Passage provided:
--- START ---

None of the studies included in this analyses investigated the efficacy of G-CSF on OS, infection-related mortality, QOL, or musculoskeletal pain in patients with NSCLC or SCLC. Therefore, the effectiveness of G-CSF in relation to these outcomes has been inconclusive in NSCLC and SCLC.

Discussion

We conducted a systematic review and meta-analysis of the effectiveness of primary prophylaxis with G-CSF in lung cancer to establish a Clinical Practice Guidelines for the Use of G-CSF 2022. During this systematic review, it became evident that there is little research elucidating the utility of G-CSF in the treatment of lung cancer. Based on this review, a weak recommendation is made for the primary prophylactic administration of G-CSF in chemotherapy (only with a combination of docetaxel and ramucirumab) for advanced NSCLC, whereas a weak recommendation is made against the primary prophylactic administration of G-CSF in chemotherapy for SCLC.

--- END ---

Recorded data:
--- START ---

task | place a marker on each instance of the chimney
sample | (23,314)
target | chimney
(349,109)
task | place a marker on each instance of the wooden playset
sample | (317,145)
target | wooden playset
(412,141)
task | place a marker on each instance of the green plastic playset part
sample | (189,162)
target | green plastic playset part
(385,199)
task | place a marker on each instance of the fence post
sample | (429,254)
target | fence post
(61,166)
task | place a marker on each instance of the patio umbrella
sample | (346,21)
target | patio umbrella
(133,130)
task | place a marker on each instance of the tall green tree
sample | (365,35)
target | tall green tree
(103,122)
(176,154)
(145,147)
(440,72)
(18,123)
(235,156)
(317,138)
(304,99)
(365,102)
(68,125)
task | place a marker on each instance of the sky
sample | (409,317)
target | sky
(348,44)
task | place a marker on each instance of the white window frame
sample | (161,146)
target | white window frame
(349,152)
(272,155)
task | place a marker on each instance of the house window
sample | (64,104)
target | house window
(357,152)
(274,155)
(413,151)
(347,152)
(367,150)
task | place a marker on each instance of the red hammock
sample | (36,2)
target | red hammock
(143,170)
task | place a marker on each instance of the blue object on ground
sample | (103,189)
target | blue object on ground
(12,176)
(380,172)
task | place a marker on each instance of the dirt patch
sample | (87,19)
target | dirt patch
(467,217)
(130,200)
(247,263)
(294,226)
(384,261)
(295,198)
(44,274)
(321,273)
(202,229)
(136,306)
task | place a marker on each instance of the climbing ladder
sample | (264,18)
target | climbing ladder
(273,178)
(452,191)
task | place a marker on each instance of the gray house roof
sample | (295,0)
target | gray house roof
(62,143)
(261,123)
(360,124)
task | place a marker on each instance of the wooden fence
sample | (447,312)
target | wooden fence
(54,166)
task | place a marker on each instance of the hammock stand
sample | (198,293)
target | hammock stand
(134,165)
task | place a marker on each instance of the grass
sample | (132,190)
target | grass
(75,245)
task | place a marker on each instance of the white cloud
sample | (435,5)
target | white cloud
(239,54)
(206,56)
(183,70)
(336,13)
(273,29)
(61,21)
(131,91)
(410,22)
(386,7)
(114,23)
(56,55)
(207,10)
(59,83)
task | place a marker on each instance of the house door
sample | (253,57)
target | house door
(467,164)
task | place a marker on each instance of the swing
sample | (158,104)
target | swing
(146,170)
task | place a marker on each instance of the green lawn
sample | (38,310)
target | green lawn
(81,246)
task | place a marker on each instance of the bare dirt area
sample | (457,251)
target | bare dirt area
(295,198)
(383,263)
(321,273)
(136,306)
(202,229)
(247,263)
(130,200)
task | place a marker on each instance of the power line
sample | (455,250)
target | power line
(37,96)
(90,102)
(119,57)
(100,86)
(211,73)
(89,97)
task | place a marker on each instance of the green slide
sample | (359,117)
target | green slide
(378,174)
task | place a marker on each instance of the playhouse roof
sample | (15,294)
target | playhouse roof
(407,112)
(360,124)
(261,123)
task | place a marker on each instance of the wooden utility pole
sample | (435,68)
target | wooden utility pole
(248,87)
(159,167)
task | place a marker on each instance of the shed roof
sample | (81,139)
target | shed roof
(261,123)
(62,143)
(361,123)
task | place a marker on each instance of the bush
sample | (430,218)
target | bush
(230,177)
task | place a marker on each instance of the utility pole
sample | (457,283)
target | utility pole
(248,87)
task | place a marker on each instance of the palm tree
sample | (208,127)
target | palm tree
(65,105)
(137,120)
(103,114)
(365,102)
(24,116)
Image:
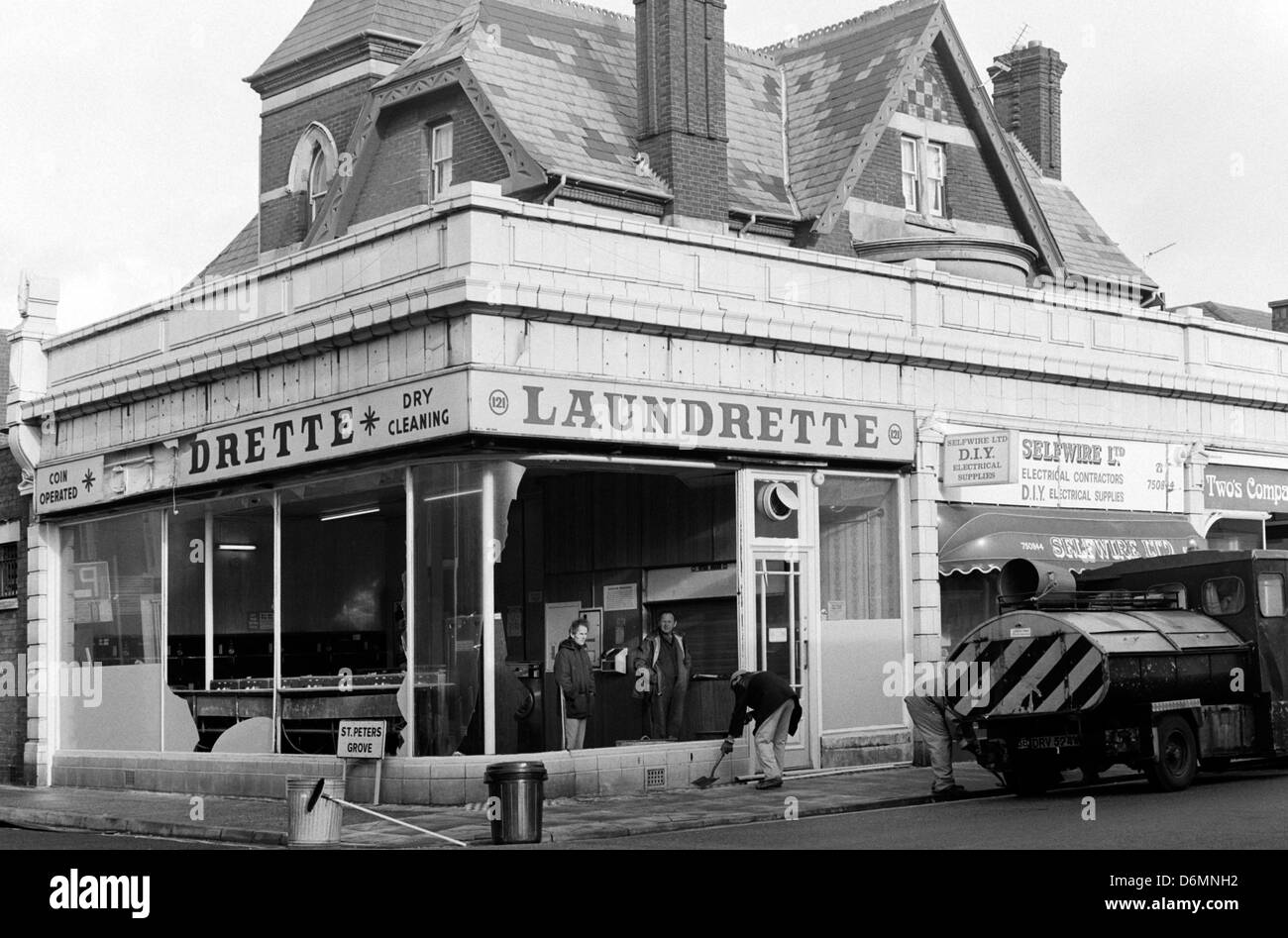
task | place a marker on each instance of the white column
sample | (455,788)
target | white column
(926,493)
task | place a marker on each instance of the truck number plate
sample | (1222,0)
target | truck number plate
(1047,742)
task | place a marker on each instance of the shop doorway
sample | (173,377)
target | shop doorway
(782,639)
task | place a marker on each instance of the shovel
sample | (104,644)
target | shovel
(707,781)
(317,793)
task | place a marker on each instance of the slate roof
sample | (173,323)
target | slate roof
(836,81)
(562,77)
(241,254)
(1239,316)
(334,21)
(754,106)
(1087,251)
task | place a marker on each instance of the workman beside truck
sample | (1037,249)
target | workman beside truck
(1166,665)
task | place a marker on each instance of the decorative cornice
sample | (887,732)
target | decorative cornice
(949,248)
(361,48)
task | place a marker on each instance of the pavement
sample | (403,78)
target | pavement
(259,822)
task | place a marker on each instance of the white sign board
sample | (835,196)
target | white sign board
(1057,470)
(979,459)
(362,740)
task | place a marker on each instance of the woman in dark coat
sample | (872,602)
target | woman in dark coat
(576,683)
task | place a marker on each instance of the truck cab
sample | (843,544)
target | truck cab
(1162,664)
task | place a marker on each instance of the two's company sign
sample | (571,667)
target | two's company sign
(1247,488)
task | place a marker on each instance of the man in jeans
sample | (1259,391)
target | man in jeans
(938,724)
(776,707)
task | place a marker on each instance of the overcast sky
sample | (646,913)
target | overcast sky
(133,141)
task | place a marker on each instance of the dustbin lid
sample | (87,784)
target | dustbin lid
(506,772)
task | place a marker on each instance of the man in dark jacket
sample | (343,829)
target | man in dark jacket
(576,681)
(776,707)
(665,661)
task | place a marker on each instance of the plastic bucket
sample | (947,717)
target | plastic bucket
(321,826)
(519,788)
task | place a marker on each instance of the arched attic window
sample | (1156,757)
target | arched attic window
(313,166)
(318,182)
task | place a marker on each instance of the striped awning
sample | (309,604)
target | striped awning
(983,538)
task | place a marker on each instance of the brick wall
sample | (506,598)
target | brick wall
(681,79)
(399,175)
(13,622)
(284,221)
(1026,99)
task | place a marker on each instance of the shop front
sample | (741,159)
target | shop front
(1245,501)
(416,553)
(1022,512)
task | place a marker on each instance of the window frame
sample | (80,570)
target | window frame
(1262,576)
(317,174)
(911,176)
(438,159)
(936,185)
(923,195)
(1206,599)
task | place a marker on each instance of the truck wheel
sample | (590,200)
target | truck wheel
(1177,755)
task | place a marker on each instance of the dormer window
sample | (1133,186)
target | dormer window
(935,179)
(439,158)
(911,174)
(313,167)
(318,182)
(925,172)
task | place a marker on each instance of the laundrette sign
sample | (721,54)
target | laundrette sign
(489,402)
(687,419)
(410,412)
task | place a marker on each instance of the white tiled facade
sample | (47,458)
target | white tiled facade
(488,281)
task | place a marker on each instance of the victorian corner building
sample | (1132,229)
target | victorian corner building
(553,313)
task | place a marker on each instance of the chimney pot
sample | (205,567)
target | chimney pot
(681,80)
(1026,98)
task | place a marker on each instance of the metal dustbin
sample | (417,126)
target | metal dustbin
(320,827)
(519,792)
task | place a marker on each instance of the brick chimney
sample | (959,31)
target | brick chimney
(1279,316)
(1026,98)
(681,75)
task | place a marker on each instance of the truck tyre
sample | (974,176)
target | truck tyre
(1177,755)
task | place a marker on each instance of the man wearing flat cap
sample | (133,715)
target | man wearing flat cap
(776,707)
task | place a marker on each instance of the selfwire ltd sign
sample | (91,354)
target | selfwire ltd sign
(1057,470)
(979,459)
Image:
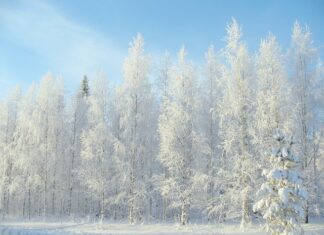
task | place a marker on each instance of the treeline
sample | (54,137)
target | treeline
(188,146)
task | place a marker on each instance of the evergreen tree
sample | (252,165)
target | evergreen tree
(283,194)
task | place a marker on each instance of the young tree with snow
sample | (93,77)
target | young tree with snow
(210,96)
(177,138)
(235,116)
(135,108)
(78,122)
(304,58)
(97,147)
(282,195)
(8,122)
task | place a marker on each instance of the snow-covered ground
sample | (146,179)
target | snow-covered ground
(40,228)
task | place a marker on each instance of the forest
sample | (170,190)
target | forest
(180,144)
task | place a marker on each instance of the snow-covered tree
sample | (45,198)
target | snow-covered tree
(177,138)
(235,116)
(271,81)
(282,195)
(48,117)
(97,147)
(135,109)
(303,56)
(210,96)
(8,122)
(78,123)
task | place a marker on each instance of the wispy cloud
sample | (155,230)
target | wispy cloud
(70,48)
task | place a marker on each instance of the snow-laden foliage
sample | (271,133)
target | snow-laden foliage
(172,141)
(283,195)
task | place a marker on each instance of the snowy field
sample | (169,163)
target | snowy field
(40,228)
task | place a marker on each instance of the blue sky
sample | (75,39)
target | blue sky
(77,37)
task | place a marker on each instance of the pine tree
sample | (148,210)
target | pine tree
(283,194)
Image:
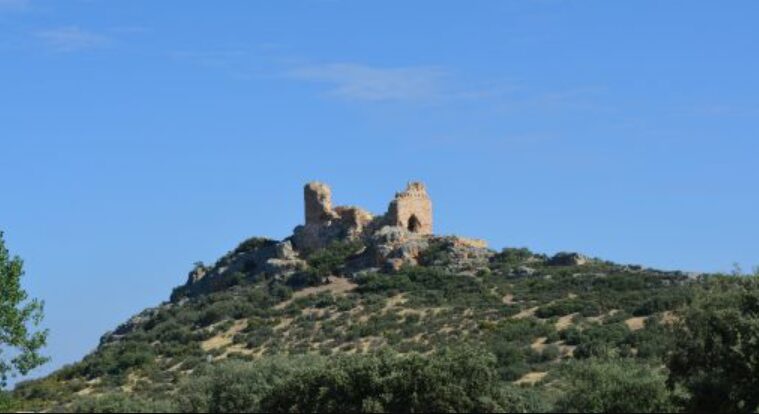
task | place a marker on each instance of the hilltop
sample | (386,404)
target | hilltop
(348,282)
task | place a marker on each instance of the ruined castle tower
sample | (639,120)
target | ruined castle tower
(412,209)
(318,203)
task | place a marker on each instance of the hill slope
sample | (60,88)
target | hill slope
(264,301)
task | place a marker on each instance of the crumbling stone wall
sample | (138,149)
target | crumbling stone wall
(411,209)
(318,203)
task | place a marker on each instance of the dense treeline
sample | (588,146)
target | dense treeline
(596,337)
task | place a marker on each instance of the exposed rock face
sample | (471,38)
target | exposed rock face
(568,259)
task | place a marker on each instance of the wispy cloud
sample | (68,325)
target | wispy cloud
(71,39)
(368,83)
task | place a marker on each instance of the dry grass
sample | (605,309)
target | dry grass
(539,344)
(525,313)
(225,338)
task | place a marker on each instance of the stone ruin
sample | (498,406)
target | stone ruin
(397,238)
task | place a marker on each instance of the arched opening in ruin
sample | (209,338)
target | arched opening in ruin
(414,224)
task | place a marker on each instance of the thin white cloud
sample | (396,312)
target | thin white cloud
(71,39)
(367,83)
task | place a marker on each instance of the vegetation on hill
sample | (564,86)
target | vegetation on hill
(19,342)
(523,333)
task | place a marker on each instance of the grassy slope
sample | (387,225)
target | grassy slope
(532,322)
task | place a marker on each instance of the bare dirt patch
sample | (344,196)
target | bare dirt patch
(336,285)
(525,313)
(225,338)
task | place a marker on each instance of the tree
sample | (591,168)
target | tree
(715,356)
(614,386)
(19,315)
(462,380)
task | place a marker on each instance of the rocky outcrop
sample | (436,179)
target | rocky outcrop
(567,259)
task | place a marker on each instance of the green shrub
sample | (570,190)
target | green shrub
(453,381)
(615,386)
(237,386)
(120,403)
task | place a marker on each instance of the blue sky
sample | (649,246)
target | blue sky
(138,137)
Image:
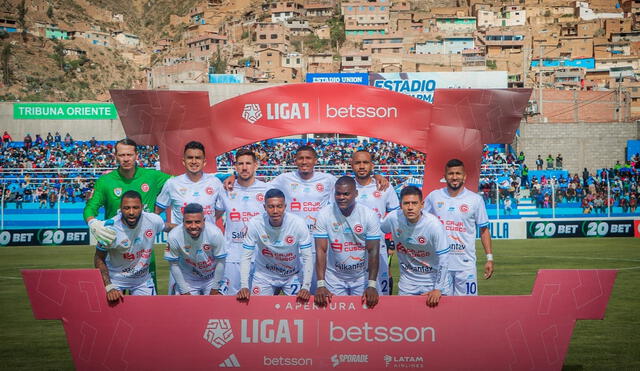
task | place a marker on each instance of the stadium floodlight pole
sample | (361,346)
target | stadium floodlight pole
(608,198)
(553,198)
(2,208)
(497,199)
(59,201)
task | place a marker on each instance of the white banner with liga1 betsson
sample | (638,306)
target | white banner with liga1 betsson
(422,85)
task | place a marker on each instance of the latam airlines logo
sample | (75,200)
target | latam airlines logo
(218,332)
(251,113)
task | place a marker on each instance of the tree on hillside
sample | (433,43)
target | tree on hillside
(22,20)
(5,55)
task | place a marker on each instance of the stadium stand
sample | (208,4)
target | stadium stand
(51,177)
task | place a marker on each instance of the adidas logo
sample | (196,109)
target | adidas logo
(232,361)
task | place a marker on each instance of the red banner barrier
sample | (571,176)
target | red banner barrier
(207,332)
(457,124)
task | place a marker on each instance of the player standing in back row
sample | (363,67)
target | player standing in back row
(461,210)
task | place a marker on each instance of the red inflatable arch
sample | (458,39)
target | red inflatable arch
(457,124)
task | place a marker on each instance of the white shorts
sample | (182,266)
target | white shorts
(231,281)
(342,287)
(147,288)
(383,272)
(464,283)
(263,286)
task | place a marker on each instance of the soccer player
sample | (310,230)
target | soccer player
(124,263)
(353,233)
(461,210)
(196,253)
(283,260)
(381,202)
(421,246)
(110,187)
(194,186)
(307,190)
(244,202)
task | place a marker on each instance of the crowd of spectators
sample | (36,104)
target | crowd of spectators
(503,174)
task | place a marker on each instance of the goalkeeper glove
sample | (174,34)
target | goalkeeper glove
(102,231)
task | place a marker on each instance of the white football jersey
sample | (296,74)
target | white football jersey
(276,250)
(460,215)
(381,202)
(180,191)
(347,255)
(306,197)
(241,204)
(196,257)
(422,248)
(129,254)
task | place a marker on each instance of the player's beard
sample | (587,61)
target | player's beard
(134,224)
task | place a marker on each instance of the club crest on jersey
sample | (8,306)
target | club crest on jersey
(148,233)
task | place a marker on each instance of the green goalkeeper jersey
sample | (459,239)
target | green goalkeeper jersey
(110,187)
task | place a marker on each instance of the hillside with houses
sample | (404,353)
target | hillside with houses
(75,50)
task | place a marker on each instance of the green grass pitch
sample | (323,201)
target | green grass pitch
(610,344)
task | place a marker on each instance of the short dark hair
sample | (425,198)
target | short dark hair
(411,190)
(346,180)
(246,152)
(194,145)
(307,147)
(274,193)
(192,208)
(362,151)
(131,194)
(454,162)
(126,142)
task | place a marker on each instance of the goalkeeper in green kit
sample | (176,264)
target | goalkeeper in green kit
(110,187)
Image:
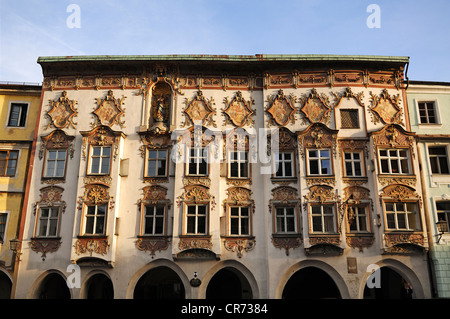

--- END ---

Work request:
Please retype, word for word, the stretch of the G-CSF passage above from "None of the" through "NSCLC and SCLC.".

Output for this exercise:
None of the studies included in this analyses investigated the efficacy of G-CSF on OS, infection-related mortality, QOL, or musculoskeletal pain in patients with NSCLC or SCLC. Therefore, the effectiveness of G-CSF in relation to these outcomes has been inconclusive in NSCLC and SCLC.